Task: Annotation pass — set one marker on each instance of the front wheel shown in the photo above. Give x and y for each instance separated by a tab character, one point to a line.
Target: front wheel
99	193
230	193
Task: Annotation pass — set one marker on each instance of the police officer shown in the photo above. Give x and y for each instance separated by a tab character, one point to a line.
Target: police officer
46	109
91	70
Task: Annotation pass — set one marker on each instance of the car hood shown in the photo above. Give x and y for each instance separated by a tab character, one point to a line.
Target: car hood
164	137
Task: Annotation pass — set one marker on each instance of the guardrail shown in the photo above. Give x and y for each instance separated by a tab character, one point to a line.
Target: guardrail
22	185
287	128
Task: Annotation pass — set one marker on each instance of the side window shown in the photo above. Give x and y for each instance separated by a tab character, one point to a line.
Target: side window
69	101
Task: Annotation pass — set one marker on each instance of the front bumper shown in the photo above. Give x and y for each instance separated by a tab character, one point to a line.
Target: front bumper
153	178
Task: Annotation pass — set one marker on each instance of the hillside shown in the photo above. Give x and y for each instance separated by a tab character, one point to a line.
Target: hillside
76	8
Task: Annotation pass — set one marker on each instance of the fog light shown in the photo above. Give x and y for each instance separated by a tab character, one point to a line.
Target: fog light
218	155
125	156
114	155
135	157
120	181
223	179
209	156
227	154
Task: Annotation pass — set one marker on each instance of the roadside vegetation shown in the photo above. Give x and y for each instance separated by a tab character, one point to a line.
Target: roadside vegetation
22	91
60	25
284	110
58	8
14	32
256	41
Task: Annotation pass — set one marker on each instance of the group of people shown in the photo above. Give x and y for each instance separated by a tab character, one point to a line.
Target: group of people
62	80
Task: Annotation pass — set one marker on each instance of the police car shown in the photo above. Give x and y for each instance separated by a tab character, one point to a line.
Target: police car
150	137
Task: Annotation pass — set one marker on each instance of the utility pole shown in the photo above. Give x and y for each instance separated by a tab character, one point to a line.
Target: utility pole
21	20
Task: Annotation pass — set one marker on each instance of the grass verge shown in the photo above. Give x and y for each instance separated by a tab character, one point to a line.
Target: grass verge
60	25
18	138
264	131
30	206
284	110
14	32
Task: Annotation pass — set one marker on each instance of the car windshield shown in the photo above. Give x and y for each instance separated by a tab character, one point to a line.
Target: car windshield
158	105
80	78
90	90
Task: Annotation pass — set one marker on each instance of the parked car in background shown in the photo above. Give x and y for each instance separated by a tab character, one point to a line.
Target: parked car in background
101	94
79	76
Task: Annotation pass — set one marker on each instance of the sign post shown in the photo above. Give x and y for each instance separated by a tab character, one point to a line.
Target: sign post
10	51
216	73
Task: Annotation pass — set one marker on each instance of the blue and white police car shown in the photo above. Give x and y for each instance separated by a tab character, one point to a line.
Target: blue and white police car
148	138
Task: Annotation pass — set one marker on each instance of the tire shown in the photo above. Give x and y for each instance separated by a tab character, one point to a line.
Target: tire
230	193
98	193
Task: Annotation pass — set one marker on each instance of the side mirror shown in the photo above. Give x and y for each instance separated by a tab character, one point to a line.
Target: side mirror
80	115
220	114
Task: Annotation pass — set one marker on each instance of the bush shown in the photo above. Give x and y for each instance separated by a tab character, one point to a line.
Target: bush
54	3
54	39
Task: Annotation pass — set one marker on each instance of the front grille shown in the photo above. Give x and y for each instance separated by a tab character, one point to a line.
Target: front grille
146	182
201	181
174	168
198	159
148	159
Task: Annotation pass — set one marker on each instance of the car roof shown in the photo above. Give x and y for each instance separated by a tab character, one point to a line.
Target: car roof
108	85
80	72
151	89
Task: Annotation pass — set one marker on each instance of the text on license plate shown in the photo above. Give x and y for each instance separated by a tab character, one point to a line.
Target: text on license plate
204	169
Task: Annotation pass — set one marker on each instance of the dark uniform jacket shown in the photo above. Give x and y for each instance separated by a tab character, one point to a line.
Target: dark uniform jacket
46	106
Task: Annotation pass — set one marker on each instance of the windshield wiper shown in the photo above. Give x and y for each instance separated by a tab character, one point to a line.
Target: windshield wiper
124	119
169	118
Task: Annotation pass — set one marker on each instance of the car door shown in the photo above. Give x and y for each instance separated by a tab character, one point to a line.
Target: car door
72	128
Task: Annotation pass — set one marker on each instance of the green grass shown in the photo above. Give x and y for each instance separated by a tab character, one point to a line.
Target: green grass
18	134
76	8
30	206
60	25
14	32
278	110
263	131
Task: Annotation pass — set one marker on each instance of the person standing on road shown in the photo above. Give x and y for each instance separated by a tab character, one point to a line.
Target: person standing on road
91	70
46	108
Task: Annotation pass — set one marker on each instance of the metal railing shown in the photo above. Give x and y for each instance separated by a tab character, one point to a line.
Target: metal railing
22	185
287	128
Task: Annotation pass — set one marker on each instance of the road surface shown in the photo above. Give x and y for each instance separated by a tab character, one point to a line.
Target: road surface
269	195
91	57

——————

TASK REQUIREMENTS:
Write out all of the records above again, word for word and line for line, without changing anything.

EXERCISE RESULT:
Task: Annotation pass — set one marker on each instance of the front wheel shown in the photo above. Give x and y for each instance separated by a tab character, one point to a line.
Target: front wheel
99	193
230	193
Task: Annotation pass — set one marker on each instance of the police officer shown in the photo above. Give x and y for each instance separated by a tab character, one point to a line.
Target: police officer
46	109
91	70
Task: Annotation pass — set one marker on each instance of the car hood shown in the photo above. Give x and y for each instance separated by a tab character, one point to a line.
Target: car hood
164	137
Task: Annotation pass — set one marker on each instance of the guardrail shown in the photo above. Give x and y for each instance separated by a tab character, one point to a line.
Target: guardrail
22	185
287	128
Task: Annotation pass — set one marker on each instance of the side window shown in the photo above. Give x and y for each instance separated by a tab character, one point to a line.
Target: side window
69	101
Task: Annotation pass — set one marker on each instance of the front bumper shown in the photo above. Give x and y for each instance separated by a tab character, one point to a line.
Target: front bumper
153	178
Task: Annotation pass — set one marker on each instance of the hillside shown in the photo above. Give x and y for each instance separated by a tab character, one point to a line.
Target: hillside
76	8
Task: Annotation pass — set one marker on each instance of the fog light shown in the photo above. Give x and y for each instance separated by a tab character, one point to a line.
Target: fog light
218	155
125	156
114	155
135	157
120	181
223	179
209	156
227	154
Task: Annotation pass — set one marker on each instance of the roadside vegetation shown in the photo above. Give x and y for each instance separated by a tab character, one point to a line.
Target: roadside vegetation
22	91
60	25
284	110
58	8
14	32
256	41
Task: Annotation pass — set one marker on each instance of the group of people shown in the photo above. Give x and y for each instance separated by a tab character, one point to a line.
Target: group of people
62	80
Task: Annotation pass — set one marker on each instance of the police car shown in the photo above. Give x and y for each instance separated by a tab character, one point to a line.
Target: police car
150	137
Task: Annotation pass — set one marker on each instance of the utility pole shown in the photo above. Give x and y for each instance separated by a tab character, one point to a line.
Target: utility pole
21	20
Task: Annotation pass — set one marker on each instance of the grass verge shown in the photo above. Give x and y for each instance separated by a tab character, one point to a line.
Target: grass verge
60	25
18	138
264	131
30	206
284	110
14	32
Task: Annotation pass — set one marker on each instance of the car windshield shown in the photo above. Give x and y for each instance separated by a tab character, one point to a line.
Target: car windshield
158	105
80	78
90	90
Task: Annotation pass — set one marker on each instance of the parked car in background shown in the photo above. Give x and y for each instance separated by a tab character, one point to a line.
Target: parked car in background
101	94
79	76
Task: Annotation pass — set one marker on each instance of the sign post shown in the photo above. Give x and y for each instance separated by a tab character, one point to a line.
Target: sign post
10	51
216	73
Task: Annotation pass — set one marker on each instance of the blue and white police car shown in the photo above. Give x and y for each instance separated by a tab character, one point to a line.
Target: blue and white police car
148	138
Task: Annotation pass — set one marker on each instance of the tire shown in the photo above. Give x and y for each instance separated by a tab character, one point to a line.
Target: tire
230	193
98	193
Task: Annotation pass — set one marker on each instance of the side mirror shown in the photo above. Give x and y for each instance separated by a tab character, one point to a line.
Target: side mirror
80	115
220	114
Task: Annotation pass — set one marker on each instance of the bush shown in the photo above. Give x and y for each instance separated by a tab character, one point to a line.
Target: bush
54	3
54	39
Task: Annotation pass — set one marker on each instance of the front grille shown in the photo above. Give x and y for each instance separated by a tab character, one point to a line.
Target: front grille
146	182
201	181
174	168
198	159
148	159
Task: Annotation pass — set one marker on each instance of the car roof shown in the photo above. Give x and y for each instance separated by a tab character, one point to a line.
Target: car roof
108	85
80	72
151	89
Task: Annotation pass — set one marker on each instance of the text on license plate shown in the photo above. Give x and y for each instance separated by a tab character, one point to a line.
Target: text on license plate
204	169
Task: Annotation pass — set one marker on each instance of the dark uniform jacket shown in the photo above. Give x and y for each instance separated by a tab character, one point to a line.
Target: dark uniform jacket
46	106
Task: Annotation pass — set one marker on each instance of the windshield wiper shown in the photo above. Give x and y for each instance separated by a tab character, one point to a line.
Target: windshield wiper
124	119
169	118
Task: Annotation pass — set one marker on each instance of the car door shown in the photo above. Give x and y for each instance separated by a tab character, one point to a line.
Target: car door
72	128
Task: Annotation pass — set one marker on each instance of the green grass shown in the photo above. Give x and y for each instance separated by a tab character, one point to a line.
Target: green grass
18	134
76	8
30	206
60	25
14	32
278	110
263	131
Task: Annotation pass — set one marker on each instance of the person standing on road shown in the photo above. Give x and y for each instance separated by a tab character, one point to a line.
Target: person standing on road
91	70
46	108
Task: Annotation pass — set one marker on each instance of the metal railing shown in the photo above. Give x and y for each instance separated by a tab character, one point to a line.
Target: metal railing
22	185
287	128
Task: Annotation pass — set one marker on each instance of the road surface shown in the photo above. Give x and y for each instance separated by a tab character, one point to a line.
Target: road surface
269	195
91	57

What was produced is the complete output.